### [Objective]
Beginning with the line containing "Identify the foliage" and ending with the last line of the records, set down every line exactly.
[Start Dataset records]
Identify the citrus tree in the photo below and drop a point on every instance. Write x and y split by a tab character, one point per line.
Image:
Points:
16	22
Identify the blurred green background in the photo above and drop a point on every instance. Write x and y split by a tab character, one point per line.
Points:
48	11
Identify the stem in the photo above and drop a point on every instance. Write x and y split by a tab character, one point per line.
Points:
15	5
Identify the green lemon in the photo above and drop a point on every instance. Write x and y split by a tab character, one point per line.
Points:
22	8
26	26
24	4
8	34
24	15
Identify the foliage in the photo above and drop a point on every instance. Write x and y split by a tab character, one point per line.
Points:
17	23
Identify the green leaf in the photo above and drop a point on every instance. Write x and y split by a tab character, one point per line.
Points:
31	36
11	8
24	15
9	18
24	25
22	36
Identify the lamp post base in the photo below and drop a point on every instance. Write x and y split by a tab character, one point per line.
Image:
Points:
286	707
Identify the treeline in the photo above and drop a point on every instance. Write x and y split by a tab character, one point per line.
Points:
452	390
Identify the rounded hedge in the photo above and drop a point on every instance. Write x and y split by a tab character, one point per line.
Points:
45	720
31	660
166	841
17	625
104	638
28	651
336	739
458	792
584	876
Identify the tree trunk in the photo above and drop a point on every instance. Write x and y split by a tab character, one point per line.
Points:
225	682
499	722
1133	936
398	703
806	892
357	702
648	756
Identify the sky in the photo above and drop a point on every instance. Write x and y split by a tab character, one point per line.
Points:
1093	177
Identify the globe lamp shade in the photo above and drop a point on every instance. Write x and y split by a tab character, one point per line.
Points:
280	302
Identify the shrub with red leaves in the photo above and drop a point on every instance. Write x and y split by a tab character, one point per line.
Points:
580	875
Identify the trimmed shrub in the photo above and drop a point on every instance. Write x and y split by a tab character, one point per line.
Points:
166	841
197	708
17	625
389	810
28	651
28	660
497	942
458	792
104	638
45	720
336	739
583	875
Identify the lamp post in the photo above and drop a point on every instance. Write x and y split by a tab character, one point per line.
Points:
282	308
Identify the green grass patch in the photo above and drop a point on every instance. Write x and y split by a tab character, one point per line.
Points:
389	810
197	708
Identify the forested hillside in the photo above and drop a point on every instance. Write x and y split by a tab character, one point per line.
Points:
[End Dataset records]
### [Reply]
Identify the foliage in the photo above and drop a point on every instance. Write x and y split by a tab character, one point per line.
Points:
17	23
Identify the green leaf in the photo above and drop a point on every instance. Write x and y split by a tab character, one point per line.
Points:
31	36
11	8
24	15
9	18
24	25
22	36
Identify the lamp post base in the photo below and drop a point on every instance. Write x and y split by a tab character, one point per line.
Image:
Points:
286	707
Identify the treeline in the photo above and drop a point on every instance. Write x and y split by a tab character, one point per line.
Points:
452	390
Identify the rounded hedge in the photo above and drop a point on every instance. Write x and y split by a tab character, one point per line.
Points:
45	720
31	660
166	841
17	625
104	638
28	651
336	739
458	792
584	876
Identify the tree trunk in the photo above and drop a point on every instance. Write x and y split by a tab character, one point per line.
Points:
225	682
499	722
1133	936
398	703
806	892
357	702
648	756
Identify the sky in the photo above and drop a point on every instance. Write x and y split by a tab character, one point per line.
Points:
1093	177
Identify the globe lamp shade in the photo above and drop a point on every instance. Write x and y split by a tab character, one point per line.
Points:
280	302
Identify the shrub with red leaves in the photo above and drop a point on every instance. Write x and y split by a tab character, one point per line.
Points:
580	875
Identify the trimmed shrub in the photo above and drop a point on every instance. Write x and y split by a tab character, one point per line.
Points:
166	841
197	708
17	625
389	810
28	651
28	660
497	942
458	792
104	638
45	720
336	739
583	875
Identify the lamp post in the photo above and drop a point on every instance. Write x and y split by a tab character, one point per line.
Points:
282	308
Identify the green grass patch in the photo above and drop a point on every instance. Write x and y split by a tab character, one point per line.
Points:
389	810
197	708
Identify the forested hillside in the photo above and drop a point on every instance. Write x and y split by a tab character, one point per line.
Points:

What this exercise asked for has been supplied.